**Source records**
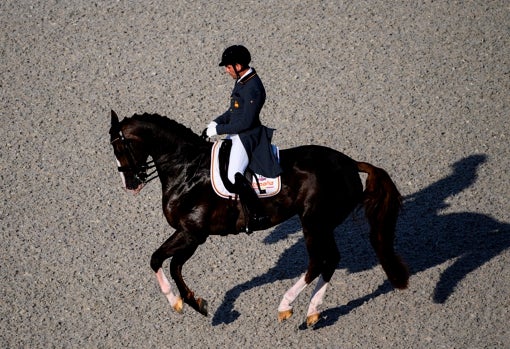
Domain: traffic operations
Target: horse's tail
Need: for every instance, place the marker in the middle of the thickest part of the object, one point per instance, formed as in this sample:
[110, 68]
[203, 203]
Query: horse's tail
[382, 203]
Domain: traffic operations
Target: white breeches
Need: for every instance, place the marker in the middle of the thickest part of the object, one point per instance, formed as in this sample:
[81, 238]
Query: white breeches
[238, 158]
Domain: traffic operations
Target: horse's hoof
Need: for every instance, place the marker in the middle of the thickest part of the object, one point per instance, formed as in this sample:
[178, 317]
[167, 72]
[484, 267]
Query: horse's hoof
[178, 305]
[284, 315]
[202, 306]
[312, 319]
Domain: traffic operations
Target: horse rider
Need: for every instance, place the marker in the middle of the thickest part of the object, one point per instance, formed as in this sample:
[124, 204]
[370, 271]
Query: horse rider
[251, 141]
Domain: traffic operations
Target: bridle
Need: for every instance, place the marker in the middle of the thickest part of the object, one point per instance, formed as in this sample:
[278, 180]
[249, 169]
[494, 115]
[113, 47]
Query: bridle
[139, 170]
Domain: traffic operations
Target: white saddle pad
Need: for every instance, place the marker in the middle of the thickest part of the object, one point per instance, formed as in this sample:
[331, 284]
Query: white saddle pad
[271, 186]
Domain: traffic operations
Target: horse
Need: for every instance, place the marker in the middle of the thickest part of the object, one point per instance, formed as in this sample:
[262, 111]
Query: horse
[318, 184]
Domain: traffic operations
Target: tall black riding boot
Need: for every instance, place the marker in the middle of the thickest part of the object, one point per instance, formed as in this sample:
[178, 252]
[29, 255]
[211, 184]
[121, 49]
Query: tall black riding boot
[258, 219]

**Exercise**
The pictures in the entries should be left out; output everything else exactly.

**Response below**
Domain: traffic operations
Target: horse's tail
Need: for every instance, place the marker in the middle of the thickest part of the object, one point per instance, formed as in this sample:
[110, 68]
[203, 203]
Query: horse's tail
[382, 203]
Domain: traffic operations
Target: white breeches
Need: for every instance, place the marker in the middle of the thickest part of the object, one point per instance, formed as in this sample:
[81, 238]
Query: white breeches
[238, 158]
Domain: traffic operations
Target: horse's hoof
Need: for every instance, place the marker in the middle of the thickest part of the object, one point per instance, formed as in this sample:
[178, 317]
[167, 72]
[484, 267]
Query: horse's hoof
[178, 305]
[284, 315]
[202, 306]
[312, 319]
Domain: traffic operations
Target: horse rider
Need: for every instance, place the marker in the middle of the thickest part of the object, one point per instance, formed as in this sample:
[124, 204]
[370, 271]
Query: horse rider
[251, 141]
Domain: traffic operations
Target: bridle
Need: for every instance, place the marker in the middle of the thickest part of the object, one point per instance, formed as in this sample:
[278, 180]
[249, 169]
[494, 115]
[113, 47]
Query: bridle
[139, 170]
Domain: traffic operations
Target: white saddle pad
Need: for every instance, place the marker in the middle of the thickest part of the object, one point per instance, formed as in this sample:
[331, 284]
Query: white saddle pad
[271, 186]
Domain: traffic operations
Target: horse
Need: for every instance, place the marker in the middle of the thickest part of the object, one point per instance, formed as in this sample:
[262, 111]
Query: horse
[318, 184]
Domain: traffic operations
Target: tall black riding boot
Need: for every instance, place the marker in the middle of the thickest part of the object, one point per instance, formed as in this sample:
[178, 252]
[29, 255]
[211, 184]
[121, 49]
Query: tall black riding boot
[258, 219]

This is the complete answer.